== Document

Le président Vladimir Poutine lors de sa "ligne directe" du 14 avril a déclaré que « la situation ne s’est pas encore rétablie, mais la tendance est positive, il est encore difficile de sentir le fond, mais c’est pour bientôt. »

Il est vrai que l’arrivée du printemps a apporté de nouvelles raisons d’espérer à ceux qui suivent de près le développement de la crise économique en Russie. Elles sont liées surtout à l’augmentation des prix du pétrole (de 28$ le baril en janvier à presque 45 à la mi-avril) et à la hausse du cours du rouble (de 83,2 roubles pour 1$ le 22 janvier à 66-66,5 roubles ces derniers jours). C’est arrivé sur le fond des négociations entre les pays producteurs de pétrole portant sur le gel de leur extraction, ce qui a donné le sentiment que la crise des marchés des matières premières allait être surmontée et que les prix du pétrole allaient revenir à un niveau « confortable ». Ainsi ce n’est pas seulement le pouvoir, mais la spéculation boursière elle-même qui a recommencé à trouver intéressant le marché russe, misant comme jamais depuis longtemps sur la consolidation du rouble et se jetant avidement sur les euro-bonds russes.

Cela signifie-t-il que le fameux fond est atteint et que la situation de l’économie russe va enfin commencer à s’améliorer ? Je serais plutôt tenté d’inciter à la prudence à l’égard de ces jugements trop optimistes, et cela au moins pour quatre raisons.

====
== Extrait de données

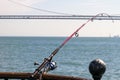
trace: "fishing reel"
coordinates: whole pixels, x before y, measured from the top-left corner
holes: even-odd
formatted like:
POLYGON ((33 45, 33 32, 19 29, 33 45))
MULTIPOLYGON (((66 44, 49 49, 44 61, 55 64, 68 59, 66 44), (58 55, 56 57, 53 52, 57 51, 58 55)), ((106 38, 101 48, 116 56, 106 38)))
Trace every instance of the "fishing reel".
MULTIPOLYGON (((39 65, 39 63, 34 62, 34 65, 39 65)), ((57 68, 57 63, 55 61, 48 61, 43 68, 43 72, 47 73, 48 71, 54 70, 57 68)))
POLYGON ((43 72, 48 72, 57 68, 57 63, 54 61, 47 62, 43 72))

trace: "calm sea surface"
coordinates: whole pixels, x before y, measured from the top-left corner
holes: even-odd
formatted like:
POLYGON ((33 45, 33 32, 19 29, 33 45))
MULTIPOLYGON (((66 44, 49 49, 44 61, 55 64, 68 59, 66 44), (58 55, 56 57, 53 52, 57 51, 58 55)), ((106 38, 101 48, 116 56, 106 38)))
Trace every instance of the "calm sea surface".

====

» **Consignes**:
Répondez aux questions suivantes en vous appuyant sur le document, et numérotez vos réponses de la même manière.
1. À quelle date s'est tenue la « ligne directe » du président Vladimir Poutine ?
2. Quel était le prix du baril de pétrole en janvier ?
3. Pour combien de raisons le document invite-t-il à la prudence face aux jugements trop optimistes ?

» **Résultat**:
1. Le 14 avril.
2. 28 $ le baril.
3. Au moins quatre raisons.